## [EXTRAIT DU DOCUMENT]
+++++

Trouver un distributeur de billets, un Bancontact, comme on a l’habitude de les appeler, ça relève parfois du défi. Et c’est à ce problème qu’est censé remédier Batopin.

Batopin a été créée en mars 2020 à l’initiative des quatre grandes banques Belfius, BNP Paribas Fortis, ING et KBC. A elles quatre, elles représentent un peu plus de 70% du marché belge, et elles se sont associées pour créer un réseau neutre de distributeurs.

"L’idée est donc qu’il n’y ait plus de distributeurs dans leurs agences, mais qu’il y ait, répartis sur le territoire, un certain nombre d’ATM, de distributeurs neutres, qui ne seront de la marque d’aucune des banques" expliquait ce matin Danièle Bovy, spécialiste des services bancaires chez Test-Achats.

Les six premiers points cash Batopin ont été installés à Anderlecht, Gand, Lierneux, Stavelot, Nimy et Clavier. Ce nouveau réseau de cash sera déployé progressivement sur plusieurs années et sera entièrement achevé fin 2024. Il y aura des ouvertures, mais aussi des fermetures : il est prévu de diminuer le nombre total de distributeurs par deux, mais en les répartissant mieux.

Moins besoin de distributeurs parce que moins de cash ? Ou moins de cash parce que moins de distributeurs ?

L’argument des banques pour aller dans cette direction, c’est de dire que de toute façon, depuis la crise sanitaire, les Belges se seraient détournés du cash, on aurait moins besoin de distributeurs de billets.

Mais Danièle Bovy réfute l’argument : "Je pense qu’il y a une certaine mauvaise foi derrière cet argument qui vaut un peu pour tout ce qui se passe en ce qui concerne les services bancaires. Où est la poule, où est l’œuf ? Les banques vous disent qu’elles s’adaptent aux comportements des consommateurs, mais les consommateurs ont à juste titre la très nette impression que les banques en général les poussent vers le tout au digital, de faire toujours plus eux-mêmes, et tout ça se fait de façon assez rapide et même galopante".

+++++

## [DONNÉES FOURNIES]
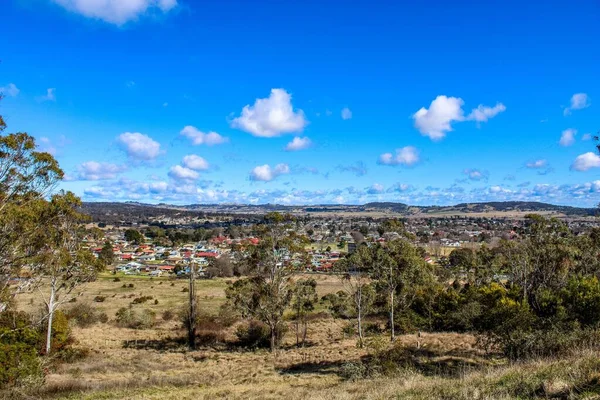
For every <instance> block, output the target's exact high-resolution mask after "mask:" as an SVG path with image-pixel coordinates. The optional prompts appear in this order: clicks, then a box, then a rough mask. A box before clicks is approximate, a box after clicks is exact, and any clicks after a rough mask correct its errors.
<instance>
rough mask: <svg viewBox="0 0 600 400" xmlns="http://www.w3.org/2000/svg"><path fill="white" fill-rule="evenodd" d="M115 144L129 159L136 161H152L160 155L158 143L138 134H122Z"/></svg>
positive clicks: (139, 133) (137, 133)
mask: <svg viewBox="0 0 600 400" xmlns="http://www.w3.org/2000/svg"><path fill="white" fill-rule="evenodd" d="M117 143H118V144H119V146H121V148H122V149H123V150H124V151H125V153H127V155H128V156H129V157H130V158H133V159H136V160H143V161H149V160H154V159H155V158H156V157H158V156H159V155H160V153H161V151H160V144H159V143H158V142H156V141H154V140H152V138H150V137H149V136H148V135H144V134H142V133H139V132H133V133H132V132H125V133H122V134H121V135H119V137H117Z"/></svg>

+++++

## [CONSIGNE 1]
Traduisez en anglais cette phrase de l'extrait consacré à Batopin : « Batopin a été créée en mars 2020 à l’initiative des quatre grandes banques Belfius, BNP Paribas Fortis, ING et KBC. »
## [CONSIGNE 2]
Rédigez la suite de l'extrait sur le réseau de distributeurs Batopin, à partir de sa dernière phrase.
Les données n'ont aucun lien avec l'extrait du document.

## [RÉPONSE 1]
Batopin was created in March 2020 on the initiative of the four major banks Belfius, BNP Paribas Fortis, ING and KBC.

## [RÉPONSE 2]
Et de le démontrer par l’exemple : "C’est au moment où il y a eu le plus de retraits en cash, vers 2013 ou 2015, quand les retraits ont été les plus nombreux et les plus volumineux en cash, que le nombre de distributeurs a commencé à baisser. Ça se voit sur les courbes, c’est incontestable. Donc, dire que les banques s’adaptent aux comportements des consommateurs, franchement, ce n’est pas tout à fait exact".

Un autre argument de ces quatre banques associées sous ce label Batopin est de dire qu’aujourd’hui, on a parfois deux ou trois distributeurs qui sont situés à quelques centaines de mètres les uns des autres, parce que chaque agence bancaire a son propre distributeur, et qu’avec ce nouveau plan, on va aussi permettre de rationaliser ça : "C’est sans doute l’aspect le plus intéressant du projet, reconnaît Danièle Bovy, car la répartition des distributeurs n’est pas optimale".

Certaines communes n’en ont pas du tout, alors qu’il y en a beaucoup dans certains quartiers. "Une optimalisation du maillage pourrait donc être une bonne chose, mais dans ce projet, on diminue le nombre d’ATM de moitié, donc c’est drastique comme réduction".

côté du réseau Batopin, d’autres banques vont continuer à proposer leurs propres distributeurs en agence, comme Bpost, et les autres "petites" banques. Eux ne font en principe pas partie de ce plan de répartition.

"Il y a une association de banques de petite et moyenne importance qui s’appelle JoFiCo, mais c’est tout à fait différent : ces banques se sont associées non pas pour créer un réseau neutre, mais simplement pour assurer la maintenance de leurs appareils qu’ils continuent à gérer. Personne ne sait exactement ce qui se passera dans ces autres structures".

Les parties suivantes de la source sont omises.